> Exercise instructions:
Continue the text on ACL reconstruction grafts after its final sentence.

> Excerpt:
*** Block opens ***
Patellar Tendon Autograft

This is the “gold-standard” for ACL reconstruction and has been used for over 40 years as a reliable, safe graft for ACL reconstruction. This involves harvesting a piece of bone from the patella (kneecap), the central 1cm of the patellar tendon, and a piece of bone from the tibia to create the new ACL. Tunnels are then drilled into the femur and tibia where the ACL anatomically attaches and the graft is brought into these tunnels to create the knee ligament.

The benefits of this graft are:

  1. Allows for bone to bone healing (like a fracture) where the bone block heals into the bony tunnel.
  2. Allows for a very reproducible size tendon to closely match the native ACL independent of patient size.
  3. Allows for a stiff graft with good biomechanical and clinical data.

Disadvantages of this graft:

  1. Larger anterior knee incision for graft harvest.
  2. The number one complaint is of anterior knee pain at the patellar bone block site with kneeling and sport over time. In the literature this is reported in about 10-15% of patients.

Quadriceps Tendon Autograft

The “new kid on the block” graft. The quadriceps tendon as an ACL graft has been used for quite some time, but has gained more popularity over the last 10 years as an excellent option. Newer graft harvest techniques and instrumentation has allowed for easy, safe, and reliable graft size harvesting. The quadriceps tendon is a thick, robust tendon above the patella (kneecap). The main advantage of this graft is all the benefits of size, stiffness, reliability of the patellar tendon graft with less of the anterior knee pain risk and smaller incision.

Advantages include:

  1. Safe, reliable harvest with reproducible and easy to choose graft sizes.
  2. Thick, robust graft.
  3. Can take with or without a bone block from the patella if desired.
  4. No anterior kneeling pain.
  5. Smaller incision than patellar tendon graft.

Disadvantages include:

  1. Less long term data/follow up on clinical outcomes of re-tear or failure; but 10-15+ year outcome data is growing.

Hamstring Tendon Autograft

Another popular graft choice, the hamstrings are muscles in the back of the thigh. Two of the smaller hamstring muscles, the gracilis and semitendinosus, have their tendinous attachments on the inner side of the knee, just below the joint. These tendons are often folded over themselves 4-6 times to create a graft that is 9-10mm in diameter (similar to the native ACL) and then inserted into tunnels in the femur and tibia making the new ligament. This graft has been used for decades and has a long track record of success; though more recent research shows that in younger athletes, other autograft options are superior.
*** Block closes ***
[Natural language region descriptions]
*** Block opens ***
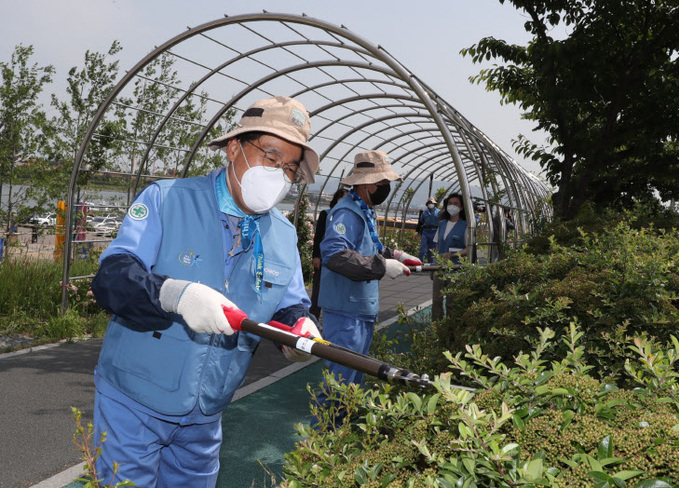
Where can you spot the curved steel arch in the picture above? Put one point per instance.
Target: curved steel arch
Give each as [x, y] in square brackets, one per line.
[364, 98]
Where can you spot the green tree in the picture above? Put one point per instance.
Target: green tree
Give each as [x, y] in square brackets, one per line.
[87, 87]
[607, 95]
[22, 125]
[155, 93]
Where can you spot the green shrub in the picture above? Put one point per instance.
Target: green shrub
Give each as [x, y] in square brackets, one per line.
[537, 423]
[619, 283]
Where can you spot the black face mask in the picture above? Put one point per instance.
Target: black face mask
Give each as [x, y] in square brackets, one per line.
[380, 194]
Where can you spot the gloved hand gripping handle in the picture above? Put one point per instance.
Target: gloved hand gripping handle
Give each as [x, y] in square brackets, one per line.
[283, 334]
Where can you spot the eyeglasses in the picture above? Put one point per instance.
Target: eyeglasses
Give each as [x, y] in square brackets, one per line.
[273, 161]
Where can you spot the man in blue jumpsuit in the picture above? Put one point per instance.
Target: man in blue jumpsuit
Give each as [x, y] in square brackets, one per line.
[427, 224]
[354, 260]
[171, 362]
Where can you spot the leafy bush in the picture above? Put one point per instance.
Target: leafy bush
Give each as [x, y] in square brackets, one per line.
[537, 423]
[32, 304]
[305, 237]
[619, 283]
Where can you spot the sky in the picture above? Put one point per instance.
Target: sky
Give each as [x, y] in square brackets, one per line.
[425, 36]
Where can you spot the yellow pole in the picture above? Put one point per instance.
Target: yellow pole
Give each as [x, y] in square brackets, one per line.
[61, 231]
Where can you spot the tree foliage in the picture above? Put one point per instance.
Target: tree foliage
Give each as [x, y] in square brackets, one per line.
[87, 88]
[607, 95]
[22, 124]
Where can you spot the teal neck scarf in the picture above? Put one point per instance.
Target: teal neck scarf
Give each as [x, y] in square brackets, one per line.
[249, 228]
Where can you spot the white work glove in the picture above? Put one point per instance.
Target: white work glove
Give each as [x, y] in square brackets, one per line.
[406, 258]
[199, 305]
[396, 269]
[303, 327]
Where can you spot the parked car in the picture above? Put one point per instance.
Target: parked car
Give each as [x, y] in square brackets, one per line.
[107, 226]
[44, 220]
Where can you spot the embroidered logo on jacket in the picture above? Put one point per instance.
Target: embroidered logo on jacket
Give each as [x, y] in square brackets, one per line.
[189, 258]
[138, 211]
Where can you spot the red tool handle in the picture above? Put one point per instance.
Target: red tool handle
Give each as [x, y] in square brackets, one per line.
[236, 316]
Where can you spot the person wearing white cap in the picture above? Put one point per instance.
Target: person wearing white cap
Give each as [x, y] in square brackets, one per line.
[354, 260]
[171, 362]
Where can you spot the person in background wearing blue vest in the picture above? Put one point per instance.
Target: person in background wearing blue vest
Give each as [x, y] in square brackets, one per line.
[354, 260]
[316, 251]
[451, 243]
[171, 362]
[427, 225]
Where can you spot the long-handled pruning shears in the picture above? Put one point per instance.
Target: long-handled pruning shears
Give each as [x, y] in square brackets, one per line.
[321, 348]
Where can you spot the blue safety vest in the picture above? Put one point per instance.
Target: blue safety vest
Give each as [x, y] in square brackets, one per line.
[456, 238]
[429, 219]
[170, 370]
[340, 293]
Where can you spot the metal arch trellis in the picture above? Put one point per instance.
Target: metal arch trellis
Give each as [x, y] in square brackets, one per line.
[359, 98]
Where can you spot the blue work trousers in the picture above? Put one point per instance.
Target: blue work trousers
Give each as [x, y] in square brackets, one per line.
[427, 244]
[155, 453]
[347, 331]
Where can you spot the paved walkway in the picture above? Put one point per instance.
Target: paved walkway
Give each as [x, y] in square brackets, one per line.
[38, 387]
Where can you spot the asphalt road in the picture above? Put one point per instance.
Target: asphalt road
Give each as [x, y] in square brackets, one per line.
[38, 388]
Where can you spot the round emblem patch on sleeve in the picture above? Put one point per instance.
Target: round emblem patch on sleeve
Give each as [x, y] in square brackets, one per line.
[138, 211]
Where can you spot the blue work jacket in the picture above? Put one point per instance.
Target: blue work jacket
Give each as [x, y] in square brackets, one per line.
[338, 292]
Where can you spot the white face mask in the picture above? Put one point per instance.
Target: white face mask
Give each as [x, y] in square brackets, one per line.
[453, 210]
[262, 188]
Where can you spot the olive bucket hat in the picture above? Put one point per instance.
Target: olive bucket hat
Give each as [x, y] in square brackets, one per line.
[370, 167]
[284, 117]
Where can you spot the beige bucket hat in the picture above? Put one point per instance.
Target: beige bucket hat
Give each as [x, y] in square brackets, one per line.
[284, 117]
[370, 167]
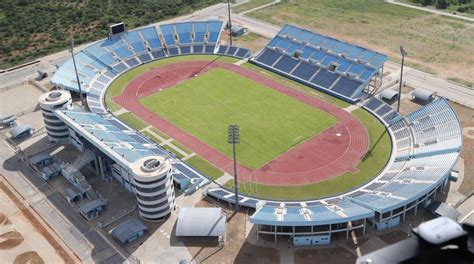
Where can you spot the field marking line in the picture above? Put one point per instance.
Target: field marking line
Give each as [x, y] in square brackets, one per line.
[120, 111]
[240, 62]
[145, 128]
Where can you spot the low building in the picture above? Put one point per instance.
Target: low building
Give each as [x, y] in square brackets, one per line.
[92, 209]
[21, 131]
[422, 96]
[129, 230]
[201, 222]
[8, 121]
[40, 160]
[443, 209]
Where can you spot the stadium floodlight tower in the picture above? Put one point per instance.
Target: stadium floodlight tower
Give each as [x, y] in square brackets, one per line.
[403, 53]
[229, 24]
[234, 138]
[75, 70]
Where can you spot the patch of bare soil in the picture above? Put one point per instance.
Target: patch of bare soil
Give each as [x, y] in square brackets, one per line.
[466, 115]
[338, 255]
[30, 257]
[10, 240]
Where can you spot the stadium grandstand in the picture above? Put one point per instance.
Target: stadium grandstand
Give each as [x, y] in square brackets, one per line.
[99, 64]
[335, 67]
[425, 143]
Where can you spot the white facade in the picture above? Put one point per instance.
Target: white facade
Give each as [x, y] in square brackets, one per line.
[57, 130]
[154, 187]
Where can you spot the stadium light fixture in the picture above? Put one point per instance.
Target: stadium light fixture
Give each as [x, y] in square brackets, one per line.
[403, 53]
[75, 69]
[233, 137]
[229, 24]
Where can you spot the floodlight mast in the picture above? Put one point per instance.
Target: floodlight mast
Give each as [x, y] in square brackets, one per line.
[403, 53]
[229, 24]
[234, 138]
[75, 69]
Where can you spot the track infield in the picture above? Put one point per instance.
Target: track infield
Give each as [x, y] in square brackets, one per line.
[335, 151]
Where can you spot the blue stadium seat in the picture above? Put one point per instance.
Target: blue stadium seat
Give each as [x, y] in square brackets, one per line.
[346, 86]
[286, 64]
[324, 79]
[168, 34]
[305, 71]
[151, 37]
[268, 57]
[200, 29]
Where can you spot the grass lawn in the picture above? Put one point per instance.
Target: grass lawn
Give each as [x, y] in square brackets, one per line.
[373, 162]
[435, 43]
[132, 120]
[120, 83]
[205, 167]
[270, 122]
[294, 84]
[252, 41]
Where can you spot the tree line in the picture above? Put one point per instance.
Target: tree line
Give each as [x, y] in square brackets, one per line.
[30, 29]
[460, 5]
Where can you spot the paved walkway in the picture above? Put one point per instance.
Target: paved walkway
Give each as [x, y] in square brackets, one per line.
[434, 11]
[167, 142]
[259, 7]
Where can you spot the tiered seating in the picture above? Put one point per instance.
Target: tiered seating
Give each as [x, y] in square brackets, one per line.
[191, 37]
[324, 63]
[101, 62]
[121, 141]
[407, 178]
[418, 168]
[339, 211]
[234, 51]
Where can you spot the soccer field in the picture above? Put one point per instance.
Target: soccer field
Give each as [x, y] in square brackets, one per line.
[270, 122]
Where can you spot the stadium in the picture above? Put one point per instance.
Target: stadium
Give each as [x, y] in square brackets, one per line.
[319, 154]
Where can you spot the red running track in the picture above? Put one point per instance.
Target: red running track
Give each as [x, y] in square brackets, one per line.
[329, 154]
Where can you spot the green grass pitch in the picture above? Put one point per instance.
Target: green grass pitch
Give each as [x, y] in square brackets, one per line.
[270, 122]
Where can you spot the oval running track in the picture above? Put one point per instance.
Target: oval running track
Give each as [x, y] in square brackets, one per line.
[328, 154]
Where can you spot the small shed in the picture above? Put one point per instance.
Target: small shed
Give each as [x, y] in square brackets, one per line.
[73, 196]
[237, 30]
[21, 131]
[443, 209]
[388, 95]
[92, 209]
[423, 96]
[201, 222]
[41, 159]
[50, 171]
[129, 230]
[8, 121]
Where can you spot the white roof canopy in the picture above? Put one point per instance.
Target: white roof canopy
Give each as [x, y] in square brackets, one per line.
[203, 222]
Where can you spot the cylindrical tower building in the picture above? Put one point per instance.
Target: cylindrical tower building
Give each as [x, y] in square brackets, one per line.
[154, 187]
[49, 102]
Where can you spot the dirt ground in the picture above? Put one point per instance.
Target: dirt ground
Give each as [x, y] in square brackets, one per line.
[393, 237]
[235, 249]
[30, 257]
[23, 238]
[466, 115]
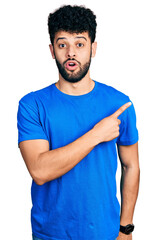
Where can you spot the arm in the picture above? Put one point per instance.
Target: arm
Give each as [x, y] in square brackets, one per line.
[44, 165]
[129, 181]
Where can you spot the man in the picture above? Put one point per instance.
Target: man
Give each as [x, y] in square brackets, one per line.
[68, 134]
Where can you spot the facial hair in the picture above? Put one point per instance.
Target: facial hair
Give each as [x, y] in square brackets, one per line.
[73, 77]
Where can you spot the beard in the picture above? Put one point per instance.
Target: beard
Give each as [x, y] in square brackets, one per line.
[73, 77]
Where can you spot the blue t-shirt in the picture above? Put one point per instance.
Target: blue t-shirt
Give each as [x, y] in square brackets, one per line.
[81, 204]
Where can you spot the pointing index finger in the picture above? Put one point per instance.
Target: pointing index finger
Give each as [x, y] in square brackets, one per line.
[122, 109]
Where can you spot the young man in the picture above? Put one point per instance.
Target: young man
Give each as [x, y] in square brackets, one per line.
[68, 134]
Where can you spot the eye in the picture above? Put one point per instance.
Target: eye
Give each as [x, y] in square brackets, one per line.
[80, 45]
[62, 45]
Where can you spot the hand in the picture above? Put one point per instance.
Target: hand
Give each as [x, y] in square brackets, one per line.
[124, 236]
[108, 128]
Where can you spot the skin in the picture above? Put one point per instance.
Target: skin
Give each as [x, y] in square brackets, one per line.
[45, 165]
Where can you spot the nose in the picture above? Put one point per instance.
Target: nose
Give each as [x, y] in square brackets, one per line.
[70, 52]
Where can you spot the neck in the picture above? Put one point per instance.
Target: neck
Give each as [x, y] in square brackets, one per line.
[84, 86]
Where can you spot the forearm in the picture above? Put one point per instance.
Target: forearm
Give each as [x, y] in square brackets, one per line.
[55, 163]
[129, 193]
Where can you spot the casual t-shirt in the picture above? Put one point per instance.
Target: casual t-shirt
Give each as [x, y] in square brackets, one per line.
[81, 204]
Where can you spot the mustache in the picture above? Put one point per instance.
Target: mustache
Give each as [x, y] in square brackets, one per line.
[72, 59]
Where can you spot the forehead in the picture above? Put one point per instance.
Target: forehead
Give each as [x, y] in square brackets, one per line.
[71, 36]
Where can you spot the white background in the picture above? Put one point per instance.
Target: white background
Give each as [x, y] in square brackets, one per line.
[126, 59]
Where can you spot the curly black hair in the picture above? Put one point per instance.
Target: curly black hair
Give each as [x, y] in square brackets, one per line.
[73, 19]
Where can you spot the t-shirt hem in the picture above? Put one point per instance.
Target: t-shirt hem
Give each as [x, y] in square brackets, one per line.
[114, 236]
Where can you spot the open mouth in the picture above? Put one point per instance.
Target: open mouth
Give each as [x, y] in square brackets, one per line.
[71, 65]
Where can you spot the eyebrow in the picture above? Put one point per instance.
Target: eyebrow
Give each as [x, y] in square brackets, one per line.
[66, 38]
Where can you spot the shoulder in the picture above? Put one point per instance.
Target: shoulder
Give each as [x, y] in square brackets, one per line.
[32, 98]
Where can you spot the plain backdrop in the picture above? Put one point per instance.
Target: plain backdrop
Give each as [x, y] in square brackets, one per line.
[126, 59]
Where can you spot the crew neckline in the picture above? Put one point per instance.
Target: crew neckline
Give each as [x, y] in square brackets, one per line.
[76, 96]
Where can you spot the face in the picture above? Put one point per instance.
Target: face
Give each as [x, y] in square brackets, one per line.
[72, 53]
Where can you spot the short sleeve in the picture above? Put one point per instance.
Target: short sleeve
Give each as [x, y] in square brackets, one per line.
[28, 122]
[128, 130]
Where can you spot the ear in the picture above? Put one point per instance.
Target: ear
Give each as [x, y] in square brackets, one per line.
[52, 51]
[94, 47]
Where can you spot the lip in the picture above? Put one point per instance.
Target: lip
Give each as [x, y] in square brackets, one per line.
[71, 68]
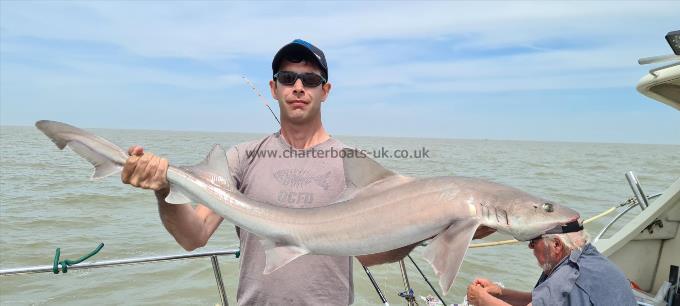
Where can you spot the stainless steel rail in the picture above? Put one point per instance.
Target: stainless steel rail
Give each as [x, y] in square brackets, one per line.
[132, 261]
[637, 190]
[621, 214]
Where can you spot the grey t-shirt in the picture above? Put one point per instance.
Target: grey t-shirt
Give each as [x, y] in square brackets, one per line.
[584, 278]
[270, 170]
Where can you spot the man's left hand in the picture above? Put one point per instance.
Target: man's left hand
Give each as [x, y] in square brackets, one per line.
[483, 231]
[477, 295]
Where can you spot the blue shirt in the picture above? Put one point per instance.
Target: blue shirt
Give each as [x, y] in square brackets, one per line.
[583, 278]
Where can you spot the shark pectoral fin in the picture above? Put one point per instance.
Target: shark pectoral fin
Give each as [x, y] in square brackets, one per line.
[279, 256]
[214, 169]
[446, 251]
[177, 196]
[103, 166]
[105, 169]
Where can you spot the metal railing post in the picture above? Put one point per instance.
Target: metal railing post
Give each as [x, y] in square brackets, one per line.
[218, 279]
[637, 190]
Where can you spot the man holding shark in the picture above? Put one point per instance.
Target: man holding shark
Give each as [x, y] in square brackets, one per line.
[300, 85]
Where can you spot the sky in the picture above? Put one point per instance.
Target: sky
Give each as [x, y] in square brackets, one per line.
[545, 71]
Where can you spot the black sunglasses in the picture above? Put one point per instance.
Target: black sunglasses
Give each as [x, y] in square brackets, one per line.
[309, 79]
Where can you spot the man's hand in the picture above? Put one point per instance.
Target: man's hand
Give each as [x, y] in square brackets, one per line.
[145, 170]
[477, 295]
[483, 231]
[488, 286]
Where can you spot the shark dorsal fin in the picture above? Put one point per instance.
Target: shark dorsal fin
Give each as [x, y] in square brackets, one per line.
[214, 169]
[361, 170]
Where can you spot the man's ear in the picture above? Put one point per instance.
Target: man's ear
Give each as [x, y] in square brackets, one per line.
[557, 245]
[326, 90]
[272, 88]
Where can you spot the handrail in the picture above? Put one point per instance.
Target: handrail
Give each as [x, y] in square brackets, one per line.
[621, 214]
[117, 262]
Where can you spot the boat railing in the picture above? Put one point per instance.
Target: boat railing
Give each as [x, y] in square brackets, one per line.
[639, 199]
[140, 260]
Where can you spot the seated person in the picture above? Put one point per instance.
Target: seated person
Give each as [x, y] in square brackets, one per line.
[574, 273]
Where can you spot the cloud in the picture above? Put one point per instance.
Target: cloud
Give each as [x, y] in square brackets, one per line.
[382, 56]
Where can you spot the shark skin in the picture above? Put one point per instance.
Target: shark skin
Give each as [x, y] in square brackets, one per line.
[379, 210]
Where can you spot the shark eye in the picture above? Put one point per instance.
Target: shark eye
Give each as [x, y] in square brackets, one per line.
[548, 207]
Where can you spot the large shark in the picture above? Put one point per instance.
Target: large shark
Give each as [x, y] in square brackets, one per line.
[379, 210]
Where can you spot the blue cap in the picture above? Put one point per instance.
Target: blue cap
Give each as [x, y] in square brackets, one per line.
[300, 49]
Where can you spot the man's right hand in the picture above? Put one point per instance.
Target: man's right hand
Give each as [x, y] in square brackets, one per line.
[145, 170]
[489, 286]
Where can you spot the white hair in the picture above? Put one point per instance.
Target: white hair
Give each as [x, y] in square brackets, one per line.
[572, 241]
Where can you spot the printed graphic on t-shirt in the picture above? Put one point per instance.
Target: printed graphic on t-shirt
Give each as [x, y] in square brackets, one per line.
[299, 178]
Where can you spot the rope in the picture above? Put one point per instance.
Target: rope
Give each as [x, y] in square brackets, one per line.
[67, 262]
[510, 241]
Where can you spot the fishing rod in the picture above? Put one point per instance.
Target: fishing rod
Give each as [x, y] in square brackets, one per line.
[252, 86]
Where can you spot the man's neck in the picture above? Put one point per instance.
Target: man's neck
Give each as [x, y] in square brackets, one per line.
[303, 136]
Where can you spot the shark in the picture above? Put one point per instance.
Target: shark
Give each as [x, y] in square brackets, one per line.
[379, 210]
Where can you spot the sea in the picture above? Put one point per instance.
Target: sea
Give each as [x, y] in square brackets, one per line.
[47, 201]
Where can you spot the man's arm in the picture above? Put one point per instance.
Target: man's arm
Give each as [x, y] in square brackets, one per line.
[191, 227]
[483, 292]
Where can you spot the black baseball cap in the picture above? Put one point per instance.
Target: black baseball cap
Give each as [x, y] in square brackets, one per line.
[298, 50]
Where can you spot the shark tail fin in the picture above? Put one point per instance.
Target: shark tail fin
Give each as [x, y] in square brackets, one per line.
[214, 170]
[106, 157]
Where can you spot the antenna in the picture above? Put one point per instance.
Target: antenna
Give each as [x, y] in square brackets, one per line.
[261, 97]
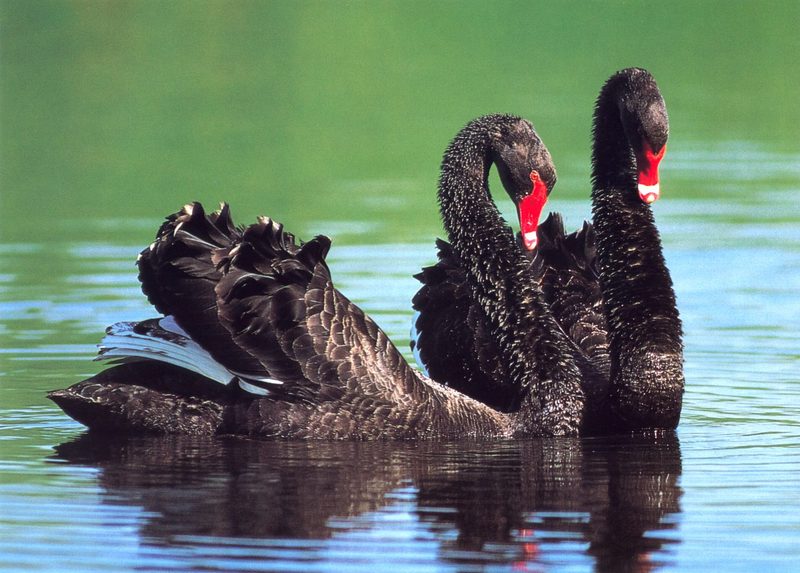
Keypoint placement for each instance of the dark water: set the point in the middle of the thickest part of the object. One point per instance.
(332, 118)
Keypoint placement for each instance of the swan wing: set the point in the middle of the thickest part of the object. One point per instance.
(178, 276)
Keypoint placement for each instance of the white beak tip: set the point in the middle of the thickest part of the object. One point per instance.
(649, 193)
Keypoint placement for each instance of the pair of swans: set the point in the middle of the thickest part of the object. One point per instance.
(553, 335)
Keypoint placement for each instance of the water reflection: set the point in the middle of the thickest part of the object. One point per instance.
(610, 501)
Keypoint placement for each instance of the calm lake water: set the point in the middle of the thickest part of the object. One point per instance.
(332, 118)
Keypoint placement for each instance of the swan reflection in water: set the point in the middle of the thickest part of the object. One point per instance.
(517, 501)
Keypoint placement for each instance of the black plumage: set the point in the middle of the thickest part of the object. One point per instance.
(606, 286)
(297, 359)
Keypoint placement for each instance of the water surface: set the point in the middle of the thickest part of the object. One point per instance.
(332, 118)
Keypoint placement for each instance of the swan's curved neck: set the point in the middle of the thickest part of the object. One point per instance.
(639, 303)
(517, 316)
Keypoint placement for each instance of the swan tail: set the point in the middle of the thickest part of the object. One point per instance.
(145, 397)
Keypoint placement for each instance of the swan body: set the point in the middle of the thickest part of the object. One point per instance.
(255, 339)
(606, 286)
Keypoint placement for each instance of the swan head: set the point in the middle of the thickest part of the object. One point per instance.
(646, 124)
(527, 173)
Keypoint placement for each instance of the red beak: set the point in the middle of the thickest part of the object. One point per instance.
(647, 165)
(530, 210)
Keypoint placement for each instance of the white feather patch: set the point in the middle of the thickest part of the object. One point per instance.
(171, 344)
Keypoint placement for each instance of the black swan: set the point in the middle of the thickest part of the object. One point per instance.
(607, 284)
(256, 339)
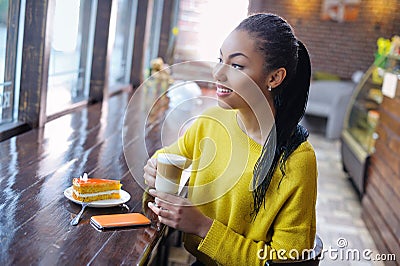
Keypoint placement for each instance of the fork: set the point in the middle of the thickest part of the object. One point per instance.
(76, 219)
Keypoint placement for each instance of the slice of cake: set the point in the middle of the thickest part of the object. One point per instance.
(92, 189)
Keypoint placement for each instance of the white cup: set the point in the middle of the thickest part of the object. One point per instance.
(169, 171)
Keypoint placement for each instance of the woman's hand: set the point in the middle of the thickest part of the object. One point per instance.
(150, 171)
(179, 213)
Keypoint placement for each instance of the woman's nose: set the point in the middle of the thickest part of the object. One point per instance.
(219, 72)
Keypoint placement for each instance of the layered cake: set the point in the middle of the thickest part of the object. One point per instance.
(92, 189)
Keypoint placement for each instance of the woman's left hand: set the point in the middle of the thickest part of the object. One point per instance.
(179, 213)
*** Block closes ***
> Output below:
Advantages include:

  1. Avoidance of anterior knee pain complications associated with patellar tendon.
  2. Smaller incision for harvest site.

Disadvantages include:

  1. Unreliability of graft size. Even large, muscular individuals sometimes have small hamstring tendons and this is especially common in smaller, young females. This leads to a smaller graft diameter which can result in higher retear rate or the need to supplement the graft with an allograft.
  2. More difficult graft harvest – sometimes the tendon can rip during harvest, leaving less tendon to work with. Sometimes this then requires use of allograft tendon as backup.
  3. Graft creep – or stretch over time – can cause increased laxity of the ACL graft over time.
  4. More recent studies are showing higher retear rates with this graft than in quad and patellar tendon grafts in the young, athletic population.

Choose the Graft that is Right for You

In summary, all 4 graft options can provide a strong, robust reconstruction that leads to an excellent recovery. All have pros and cons, and as with anything in surgery and medicine, there is no “one size fits all”. Which graft is right for you depends on a multitude of factors. Having a surgeon who is familiar with all of these techniques and adjusts them to your specific needs and preferences is important.

Hopefully this information helps guide your decision and stimulates thoughtful discussion between you and your surgical team. Ultimately, the decision is one shared between you and your surgeon to maximize your success.